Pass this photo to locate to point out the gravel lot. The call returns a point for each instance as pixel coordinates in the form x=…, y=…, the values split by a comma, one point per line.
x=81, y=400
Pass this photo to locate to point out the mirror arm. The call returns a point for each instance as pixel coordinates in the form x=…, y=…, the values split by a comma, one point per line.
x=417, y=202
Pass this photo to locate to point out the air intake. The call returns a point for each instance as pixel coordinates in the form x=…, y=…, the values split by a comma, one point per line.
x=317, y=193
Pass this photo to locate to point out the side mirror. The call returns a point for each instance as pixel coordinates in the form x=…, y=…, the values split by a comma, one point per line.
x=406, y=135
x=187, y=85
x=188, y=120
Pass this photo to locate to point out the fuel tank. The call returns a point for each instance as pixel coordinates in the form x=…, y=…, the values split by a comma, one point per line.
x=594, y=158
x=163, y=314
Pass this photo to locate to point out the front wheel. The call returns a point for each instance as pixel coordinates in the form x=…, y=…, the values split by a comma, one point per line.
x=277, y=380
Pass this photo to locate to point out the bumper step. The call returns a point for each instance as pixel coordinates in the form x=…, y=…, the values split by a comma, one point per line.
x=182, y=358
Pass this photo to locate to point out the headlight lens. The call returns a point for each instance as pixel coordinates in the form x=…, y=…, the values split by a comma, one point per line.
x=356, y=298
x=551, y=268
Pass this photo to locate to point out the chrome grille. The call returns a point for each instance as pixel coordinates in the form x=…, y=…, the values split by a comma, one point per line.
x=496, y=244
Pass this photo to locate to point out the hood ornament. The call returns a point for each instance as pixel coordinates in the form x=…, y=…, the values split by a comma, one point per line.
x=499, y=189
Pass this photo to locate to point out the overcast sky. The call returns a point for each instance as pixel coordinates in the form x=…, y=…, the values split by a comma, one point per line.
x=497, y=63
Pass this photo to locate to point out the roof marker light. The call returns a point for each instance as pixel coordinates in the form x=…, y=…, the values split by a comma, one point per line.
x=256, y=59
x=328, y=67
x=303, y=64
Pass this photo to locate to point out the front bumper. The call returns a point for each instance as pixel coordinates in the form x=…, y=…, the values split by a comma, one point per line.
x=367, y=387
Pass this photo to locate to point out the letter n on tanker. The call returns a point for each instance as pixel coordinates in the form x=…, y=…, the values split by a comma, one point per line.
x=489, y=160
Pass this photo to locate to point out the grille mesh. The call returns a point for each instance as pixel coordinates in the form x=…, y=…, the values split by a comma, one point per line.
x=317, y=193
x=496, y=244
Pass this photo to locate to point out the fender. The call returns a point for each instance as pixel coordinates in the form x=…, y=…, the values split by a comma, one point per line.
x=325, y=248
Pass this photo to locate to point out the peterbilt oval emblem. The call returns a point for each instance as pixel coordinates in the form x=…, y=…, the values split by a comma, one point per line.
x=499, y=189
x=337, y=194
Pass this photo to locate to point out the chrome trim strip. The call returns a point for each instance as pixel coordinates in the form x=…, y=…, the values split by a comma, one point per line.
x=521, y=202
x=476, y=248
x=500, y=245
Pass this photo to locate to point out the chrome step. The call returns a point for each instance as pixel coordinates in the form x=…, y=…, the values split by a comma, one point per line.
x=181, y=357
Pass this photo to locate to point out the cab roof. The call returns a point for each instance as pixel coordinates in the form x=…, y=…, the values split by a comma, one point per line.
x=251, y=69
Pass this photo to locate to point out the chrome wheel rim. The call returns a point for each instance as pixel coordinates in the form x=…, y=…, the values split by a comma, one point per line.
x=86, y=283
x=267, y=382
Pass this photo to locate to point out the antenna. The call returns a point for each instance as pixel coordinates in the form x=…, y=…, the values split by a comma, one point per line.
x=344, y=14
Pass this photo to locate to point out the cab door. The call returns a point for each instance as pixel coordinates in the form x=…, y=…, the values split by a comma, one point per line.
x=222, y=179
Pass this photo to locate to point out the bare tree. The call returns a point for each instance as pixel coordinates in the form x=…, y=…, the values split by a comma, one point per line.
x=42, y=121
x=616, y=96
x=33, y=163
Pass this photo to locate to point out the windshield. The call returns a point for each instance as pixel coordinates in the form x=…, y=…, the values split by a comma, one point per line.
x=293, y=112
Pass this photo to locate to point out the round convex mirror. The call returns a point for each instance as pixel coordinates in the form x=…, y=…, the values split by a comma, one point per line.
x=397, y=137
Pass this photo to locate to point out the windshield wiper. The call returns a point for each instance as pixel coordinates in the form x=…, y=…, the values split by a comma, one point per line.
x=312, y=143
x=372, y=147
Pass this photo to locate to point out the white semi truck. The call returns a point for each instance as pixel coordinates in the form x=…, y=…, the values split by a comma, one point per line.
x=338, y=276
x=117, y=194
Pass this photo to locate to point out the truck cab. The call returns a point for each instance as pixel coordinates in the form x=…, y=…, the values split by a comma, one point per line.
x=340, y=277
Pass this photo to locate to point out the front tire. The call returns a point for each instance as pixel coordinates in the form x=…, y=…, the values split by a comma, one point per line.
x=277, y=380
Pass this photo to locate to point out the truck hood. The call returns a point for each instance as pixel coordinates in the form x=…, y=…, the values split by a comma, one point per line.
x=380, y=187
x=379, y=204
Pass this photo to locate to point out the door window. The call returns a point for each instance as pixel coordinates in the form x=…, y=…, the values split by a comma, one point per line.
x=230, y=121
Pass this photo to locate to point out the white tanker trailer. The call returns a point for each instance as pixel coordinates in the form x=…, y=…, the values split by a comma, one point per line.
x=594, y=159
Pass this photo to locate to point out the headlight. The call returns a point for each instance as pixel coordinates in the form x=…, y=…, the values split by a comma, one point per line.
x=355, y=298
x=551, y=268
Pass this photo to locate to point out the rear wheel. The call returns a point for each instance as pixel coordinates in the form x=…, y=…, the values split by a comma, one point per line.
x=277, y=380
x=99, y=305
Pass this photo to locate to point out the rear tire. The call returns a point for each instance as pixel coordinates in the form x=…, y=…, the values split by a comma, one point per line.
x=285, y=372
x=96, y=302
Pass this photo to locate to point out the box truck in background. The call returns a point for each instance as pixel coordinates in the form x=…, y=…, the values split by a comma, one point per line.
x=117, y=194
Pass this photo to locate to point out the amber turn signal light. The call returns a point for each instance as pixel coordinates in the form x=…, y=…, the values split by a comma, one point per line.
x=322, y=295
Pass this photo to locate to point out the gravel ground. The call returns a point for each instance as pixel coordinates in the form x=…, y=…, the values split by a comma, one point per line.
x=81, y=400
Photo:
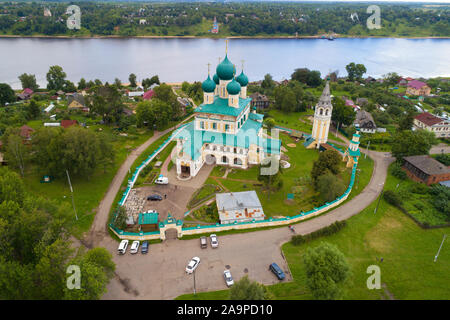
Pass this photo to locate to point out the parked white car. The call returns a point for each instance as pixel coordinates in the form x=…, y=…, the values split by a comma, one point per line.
x=162, y=180
x=134, y=247
x=123, y=247
x=228, y=278
x=214, y=241
x=193, y=264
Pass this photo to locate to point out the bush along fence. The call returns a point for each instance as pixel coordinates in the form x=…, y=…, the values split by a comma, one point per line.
x=172, y=223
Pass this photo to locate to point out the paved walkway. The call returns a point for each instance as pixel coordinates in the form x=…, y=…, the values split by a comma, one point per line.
x=99, y=228
x=160, y=274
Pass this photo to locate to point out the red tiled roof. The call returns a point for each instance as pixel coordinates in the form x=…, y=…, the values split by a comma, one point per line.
x=148, y=94
x=416, y=84
x=68, y=123
x=25, y=131
x=428, y=118
x=27, y=91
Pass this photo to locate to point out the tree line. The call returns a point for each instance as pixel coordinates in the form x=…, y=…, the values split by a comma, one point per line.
x=247, y=19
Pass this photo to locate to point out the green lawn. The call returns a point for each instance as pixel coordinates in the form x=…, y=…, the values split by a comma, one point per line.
x=407, y=270
x=87, y=193
x=296, y=179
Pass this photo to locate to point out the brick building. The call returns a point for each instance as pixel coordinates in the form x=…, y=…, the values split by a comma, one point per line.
x=426, y=169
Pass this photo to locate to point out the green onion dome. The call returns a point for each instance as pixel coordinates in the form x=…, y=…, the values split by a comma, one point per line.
x=233, y=87
x=208, y=85
x=242, y=79
x=216, y=78
x=225, y=70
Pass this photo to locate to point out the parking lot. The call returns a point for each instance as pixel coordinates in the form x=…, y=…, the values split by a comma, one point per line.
x=160, y=274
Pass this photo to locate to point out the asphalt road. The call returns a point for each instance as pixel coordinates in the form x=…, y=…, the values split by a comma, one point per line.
x=160, y=274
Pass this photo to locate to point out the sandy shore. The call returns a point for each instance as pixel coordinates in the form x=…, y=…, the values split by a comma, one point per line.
x=206, y=37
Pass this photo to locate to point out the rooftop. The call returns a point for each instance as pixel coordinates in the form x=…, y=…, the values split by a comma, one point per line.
x=427, y=164
x=428, y=118
x=237, y=200
x=148, y=218
x=246, y=136
x=220, y=106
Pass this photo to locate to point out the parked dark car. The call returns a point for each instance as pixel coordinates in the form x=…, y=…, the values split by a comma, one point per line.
x=144, y=247
x=154, y=197
x=203, y=243
x=277, y=271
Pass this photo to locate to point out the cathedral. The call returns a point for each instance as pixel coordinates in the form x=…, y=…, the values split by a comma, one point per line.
x=225, y=130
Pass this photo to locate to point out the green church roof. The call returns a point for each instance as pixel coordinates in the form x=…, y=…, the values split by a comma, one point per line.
x=233, y=87
x=246, y=136
x=220, y=106
x=208, y=85
x=225, y=70
x=242, y=79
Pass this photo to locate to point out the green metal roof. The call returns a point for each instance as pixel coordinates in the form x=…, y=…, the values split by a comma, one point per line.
x=255, y=116
x=352, y=153
x=246, y=136
x=220, y=106
x=148, y=218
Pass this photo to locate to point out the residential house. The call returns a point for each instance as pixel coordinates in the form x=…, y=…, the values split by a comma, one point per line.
x=364, y=122
x=26, y=132
x=148, y=221
x=427, y=121
x=426, y=169
x=26, y=94
x=418, y=88
x=148, y=95
x=239, y=207
x=75, y=101
x=362, y=101
x=259, y=101
x=68, y=123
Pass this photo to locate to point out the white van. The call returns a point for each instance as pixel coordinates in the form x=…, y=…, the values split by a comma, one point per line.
x=123, y=247
x=162, y=180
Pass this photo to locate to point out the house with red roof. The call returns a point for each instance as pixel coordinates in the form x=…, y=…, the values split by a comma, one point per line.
x=427, y=121
x=26, y=94
x=148, y=95
x=68, y=123
x=26, y=132
x=418, y=88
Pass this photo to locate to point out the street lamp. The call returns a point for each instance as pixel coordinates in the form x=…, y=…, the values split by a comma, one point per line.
x=379, y=199
x=437, y=254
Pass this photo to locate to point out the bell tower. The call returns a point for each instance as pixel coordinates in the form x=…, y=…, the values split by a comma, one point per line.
x=322, y=117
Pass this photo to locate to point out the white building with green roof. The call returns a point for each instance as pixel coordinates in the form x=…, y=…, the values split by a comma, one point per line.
x=225, y=130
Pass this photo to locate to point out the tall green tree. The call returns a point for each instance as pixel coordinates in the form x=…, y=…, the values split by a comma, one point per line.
x=342, y=114
x=28, y=81
x=355, y=71
x=56, y=78
x=326, y=271
x=6, y=94
x=132, y=79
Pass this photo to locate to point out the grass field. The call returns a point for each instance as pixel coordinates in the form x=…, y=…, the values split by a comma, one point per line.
x=407, y=270
x=296, y=179
x=87, y=192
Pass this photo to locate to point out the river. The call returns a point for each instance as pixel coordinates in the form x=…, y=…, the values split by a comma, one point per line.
x=178, y=59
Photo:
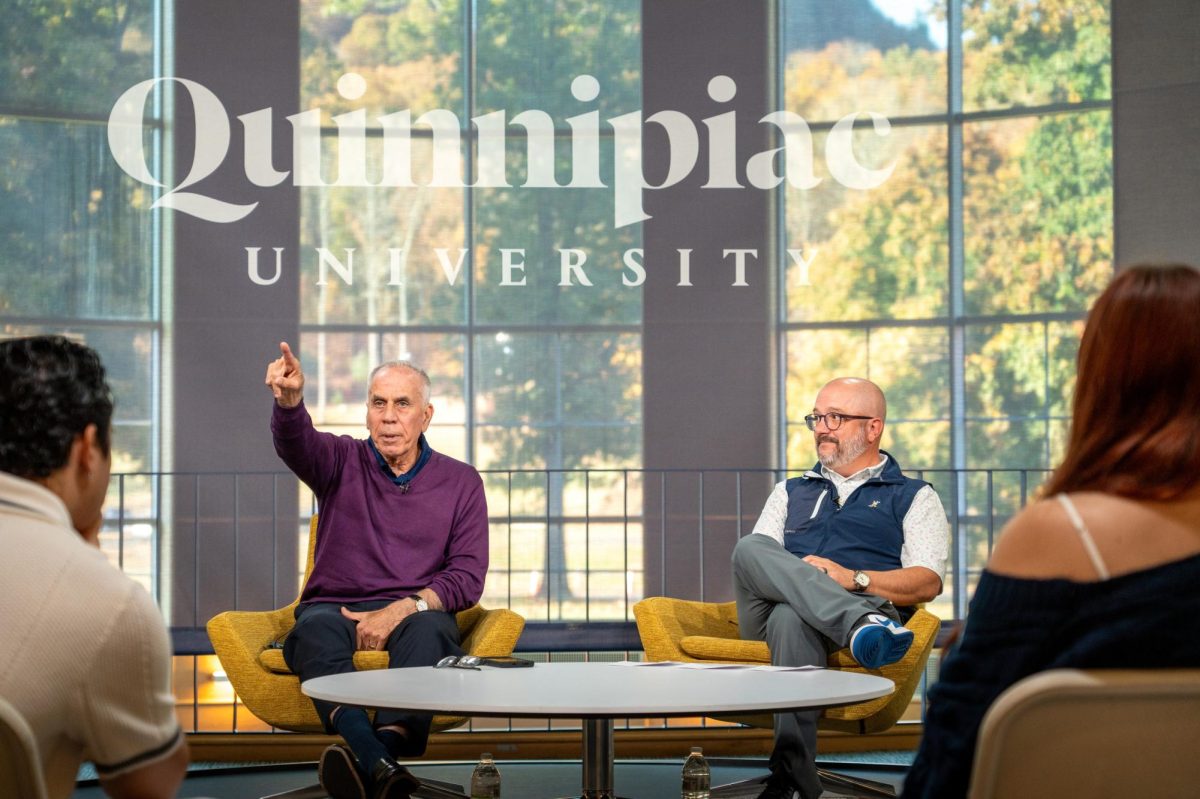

*What to do*.
Switch "windshield" to "windscreen" in the lines starting at the one containing "Pass this photo to locate to point out the cab door." and ending at the one containing "x=372, y=147". Return only those lines, with nothing else changed.

*Written answer*.
Pass this photo to locate to point out the cab door. The call returns a point for each instance as pixel coordinates in the form x=…, y=…, the values split by a comma, one point per line.
x=222, y=179
Pass this photo to locate to point out the bare tree. The call returns a point for each instance as pixel coordinates in the form x=…, y=…, the values split by a comma, one point per line.
x=42, y=121
x=616, y=96
x=33, y=163
Pass this photo to locate to point out the windscreen. The call returns a point for each instance as pixel coordinates in the form x=…, y=…, the values split by a comma, one point per line.
x=293, y=112
Pass this photo to locate to point out the round convex mirror. The call returns a point for each instance as pixel coordinates in the form x=…, y=…, the values split by a comma, one point per line.
x=397, y=137
Pass this photo to locate to point out the windscreen wiper. The call returns a point for each instance as pixel coordinates in the form x=…, y=…, the values split by a comma, one point per line.
x=312, y=143
x=372, y=147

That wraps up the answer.